Work required: Your answer should be an exact copy of the lines from the start of the entries to the line containing "Reviewer check: every instance of the frayed", both included.

#####

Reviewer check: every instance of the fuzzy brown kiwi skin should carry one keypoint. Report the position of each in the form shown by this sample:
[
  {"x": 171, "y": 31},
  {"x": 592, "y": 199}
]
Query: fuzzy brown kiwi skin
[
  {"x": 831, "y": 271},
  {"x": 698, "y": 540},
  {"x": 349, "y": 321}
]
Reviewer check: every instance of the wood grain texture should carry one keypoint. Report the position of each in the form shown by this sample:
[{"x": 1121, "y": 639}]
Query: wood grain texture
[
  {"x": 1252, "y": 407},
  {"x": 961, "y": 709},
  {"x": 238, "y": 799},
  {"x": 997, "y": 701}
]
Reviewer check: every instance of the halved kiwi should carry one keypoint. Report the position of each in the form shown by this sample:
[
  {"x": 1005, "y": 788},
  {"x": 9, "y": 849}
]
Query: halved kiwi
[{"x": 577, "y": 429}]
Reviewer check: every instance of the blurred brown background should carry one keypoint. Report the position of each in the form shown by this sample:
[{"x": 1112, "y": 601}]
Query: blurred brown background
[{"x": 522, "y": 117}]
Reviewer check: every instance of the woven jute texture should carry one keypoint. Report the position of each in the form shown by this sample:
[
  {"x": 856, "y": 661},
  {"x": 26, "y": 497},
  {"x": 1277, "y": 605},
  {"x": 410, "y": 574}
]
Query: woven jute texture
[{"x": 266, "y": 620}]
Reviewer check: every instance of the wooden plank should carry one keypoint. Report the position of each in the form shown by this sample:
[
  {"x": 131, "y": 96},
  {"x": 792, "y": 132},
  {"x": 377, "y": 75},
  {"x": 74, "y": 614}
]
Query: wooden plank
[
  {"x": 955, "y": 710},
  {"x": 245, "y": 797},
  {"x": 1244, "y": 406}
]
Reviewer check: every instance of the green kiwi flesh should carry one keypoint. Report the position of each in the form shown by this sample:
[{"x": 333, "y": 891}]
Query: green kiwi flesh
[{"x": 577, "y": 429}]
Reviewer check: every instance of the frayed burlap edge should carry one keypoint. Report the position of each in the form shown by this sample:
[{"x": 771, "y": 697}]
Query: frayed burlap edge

#####

Completed task:
Reviewer check: every instance of the fuzzy brown kiwi skin should carry one keypoint. Report the position of each in the form shown by this sample:
[
  {"x": 171, "y": 31},
  {"x": 592, "y": 199}
]
Query: fuzzy brown kiwi skin
[
  {"x": 831, "y": 271},
  {"x": 698, "y": 540},
  {"x": 349, "y": 321}
]
Reviewer check: every instance of the wood grain texture should carry one keypoint. Report the position of each in the form shown by this sample:
[{"x": 1121, "y": 639}]
Query: wood grain texture
[
  {"x": 1252, "y": 407},
  {"x": 961, "y": 709},
  {"x": 238, "y": 799},
  {"x": 997, "y": 701}
]
Reviewer check: every instance of the halved kiwi should carry one keypoint. Report the position of each in the form shown by this sample:
[
  {"x": 1005, "y": 788},
  {"x": 9, "y": 849}
]
Query: halved kiwi
[{"x": 577, "y": 429}]
Reviewer check: every instance of the blurred brown background should carry one keypoint. Report the position of each in the form shown by this sample:
[{"x": 1112, "y": 601}]
Query: blurred brown background
[{"x": 522, "y": 117}]
Reviewer check: every instance of the woven jute texture should carry one keypoint. Report the position of each in the form shown by this sample:
[
  {"x": 856, "y": 661},
  {"x": 26, "y": 497},
  {"x": 1277, "y": 605},
  {"x": 410, "y": 574}
]
Query: woven jute texture
[{"x": 266, "y": 620}]
Reviewer check: every instance of the wooden plank should carry one keypoint. Report the position of each in the form shown by this sample:
[
  {"x": 131, "y": 96},
  {"x": 792, "y": 132},
  {"x": 377, "y": 75},
  {"x": 74, "y": 614}
]
Query: wooden plank
[
  {"x": 955, "y": 710},
  {"x": 245, "y": 797},
  {"x": 1244, "y": 406}
]
Reviewer check: every instance of the green kiwi flesh should carry one keypoint. Report the position of each in the form shown by this sample:
[{"x": 333, "y": 891}]
Query: green kiwi flesh
[{"x": 577, "y": 429}]
Reviewer check: every instance of the frayed burlap edge should carry one keypoint. Report the position of each in the form shown by this sample:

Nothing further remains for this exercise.